(READING TEXT)
****************
Over the past two decades, studies at Vanderbilt University Medical Center by pulmonary and critical care specialist Wes Ely, M.D., and colleagues have drawn attention to the long-term health impacts of ICU delirium. The resulting body of evidence has come to inform critical care guidelines endorsed by medical societies in several countries. Now, Ely and team are designing tools for hospital EHR systems to improve prevention and management of delirium within intensive care.
One of the nation’s largest health information technology companies, Epic Systems Corporation, has released an update that aims to prevent ICU delirium and improve patient outcomes. Ely and his team assisted Epic with the update.
“New support from a major EHR company like Epic means that fewer patients stand to undergo ICU delirium and its harrowing consequences,” said Ely, who is also professor of medicine and co-director of the Critical Illness, Brain Dysfunction, and Survivorship Center at Vanderbilt.
Whole Person Approach
Ely served as the principal investigator for a project sponsored by the Society of Critical Care Medicine to improve patient outcomes in U.S. hospitals using a clinical protocol called the ICU Liberation Bundle, also known as ABCDEF. This protocol is the basis for the Epic software update.
The protocol includes well-calibrated pain management with prompt discontinuation of analgesics and sedatives, daily spontaneous awakening trials, daily spontaneous breathing trials, delirium assessments throughout the day, early mobility and exercise, and family engagement. Protocol checklists and other tools are publicly available for download.
“What this bundle does is stop people from just looking at one organ at a time.”
“What this bundle does is stop people from just looking at one organ at a time,” Ely said. “It takes the overall person and says, ‘This is a whole human being and we’re going to pay attention to how their brain is working, and their liver and lungs and kidneys, all at once.’ It makes us take a step back and help people avoid injury that might otherwise occur in intensive care.”
The new EHR build allows streamlined implementation and better compliance, Ely said, “which, according to more than 20,000 patients worth of data we’ve published, yields less time on the ventilator, shorter ICU stays, reduced costs and improved survival.”
The system update and associated ICU workflows – involving nurses, pharmacists, physicians, physical therapists, occupational therapists, respiratory therapists and family members – are in use at Vanderbilt and other centers that assisted Epic with the update.
****************
(QUESTIONS TO ANSWER)
(1) Translate this sentence from the ICU delirium article into Spanish: "Ely and his team assisted Epic with the update."
(2) Please return, without changes, the passage of the ICU delirium article that starts at the words "Whole Person Approach" and stops after the words "Epic software update.".

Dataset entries
****************
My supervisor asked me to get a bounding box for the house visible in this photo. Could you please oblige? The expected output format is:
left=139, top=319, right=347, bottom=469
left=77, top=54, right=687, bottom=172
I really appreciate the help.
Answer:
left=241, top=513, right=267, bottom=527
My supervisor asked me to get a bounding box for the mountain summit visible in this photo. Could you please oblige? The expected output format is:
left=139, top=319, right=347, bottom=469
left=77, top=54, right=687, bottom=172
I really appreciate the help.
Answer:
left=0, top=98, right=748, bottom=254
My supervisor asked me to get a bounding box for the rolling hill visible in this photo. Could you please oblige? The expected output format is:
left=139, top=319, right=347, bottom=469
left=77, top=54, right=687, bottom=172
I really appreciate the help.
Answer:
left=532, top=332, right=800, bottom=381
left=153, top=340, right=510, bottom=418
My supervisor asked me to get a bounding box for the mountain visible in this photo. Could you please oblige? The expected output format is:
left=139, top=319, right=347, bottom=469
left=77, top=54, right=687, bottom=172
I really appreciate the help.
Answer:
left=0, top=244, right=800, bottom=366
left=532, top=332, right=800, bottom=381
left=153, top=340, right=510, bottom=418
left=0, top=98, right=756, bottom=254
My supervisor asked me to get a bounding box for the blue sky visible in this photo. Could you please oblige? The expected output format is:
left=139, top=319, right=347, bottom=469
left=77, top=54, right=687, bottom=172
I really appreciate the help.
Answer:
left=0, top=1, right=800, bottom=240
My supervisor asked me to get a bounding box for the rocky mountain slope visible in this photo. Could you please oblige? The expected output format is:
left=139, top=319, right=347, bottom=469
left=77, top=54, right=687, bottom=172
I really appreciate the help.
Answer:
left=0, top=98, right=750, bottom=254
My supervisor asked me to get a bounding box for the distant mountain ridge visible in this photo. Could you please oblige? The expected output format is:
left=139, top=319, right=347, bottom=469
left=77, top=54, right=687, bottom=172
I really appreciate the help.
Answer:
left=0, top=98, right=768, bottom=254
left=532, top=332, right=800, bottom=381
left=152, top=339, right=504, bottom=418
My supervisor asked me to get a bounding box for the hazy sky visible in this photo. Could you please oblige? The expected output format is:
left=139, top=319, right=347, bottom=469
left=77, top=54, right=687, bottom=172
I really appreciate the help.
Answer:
****************
(RESPONSES BY TASK)
(1) Ely y su equipo ayudaron a Epic con la actualización.

(2)
Whole Person Approach
Ely served as the principal investigator for a project sponsored by the Society of Critical Care Medicine to improve patient outcomes in U.S. hospitals using a clinical protocol called the ICU Liberation Bundle, also known as ABCDEF. This protocol is the basis for the Epic software update.